<<<<
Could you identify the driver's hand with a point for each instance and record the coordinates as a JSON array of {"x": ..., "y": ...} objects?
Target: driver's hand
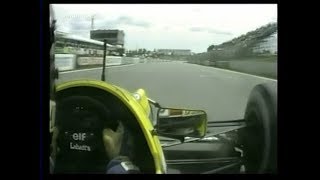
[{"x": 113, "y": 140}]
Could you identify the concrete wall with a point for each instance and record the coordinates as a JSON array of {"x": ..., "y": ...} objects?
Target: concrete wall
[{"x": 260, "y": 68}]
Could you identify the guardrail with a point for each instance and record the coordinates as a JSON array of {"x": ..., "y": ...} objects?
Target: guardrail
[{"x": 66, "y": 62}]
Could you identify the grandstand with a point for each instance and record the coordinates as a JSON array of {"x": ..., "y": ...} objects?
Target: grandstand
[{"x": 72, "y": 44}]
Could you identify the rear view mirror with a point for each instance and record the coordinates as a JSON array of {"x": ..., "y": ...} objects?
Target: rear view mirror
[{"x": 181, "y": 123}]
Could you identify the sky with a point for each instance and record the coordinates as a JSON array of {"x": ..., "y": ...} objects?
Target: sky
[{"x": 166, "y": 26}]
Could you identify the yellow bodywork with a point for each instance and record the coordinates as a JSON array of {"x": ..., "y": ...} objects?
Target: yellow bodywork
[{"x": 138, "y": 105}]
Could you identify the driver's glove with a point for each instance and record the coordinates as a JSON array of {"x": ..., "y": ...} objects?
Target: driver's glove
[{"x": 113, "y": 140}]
>>>>
<<<<
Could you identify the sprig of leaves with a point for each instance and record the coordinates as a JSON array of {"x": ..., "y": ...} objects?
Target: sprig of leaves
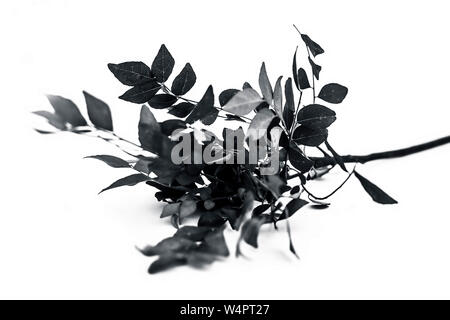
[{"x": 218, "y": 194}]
>>>>
EXERCISE TASK:
Extract every line above that includes the string "Target", and copy each such line in full.

THE SOLUTION:
Target: driver's hand
Target: concrete wall
Target: guardrail
Target: grandstand
Target: rear view mirror
Target: sky
Target: yellow bodywork
Target: driver's glove
Target: sprig of leaves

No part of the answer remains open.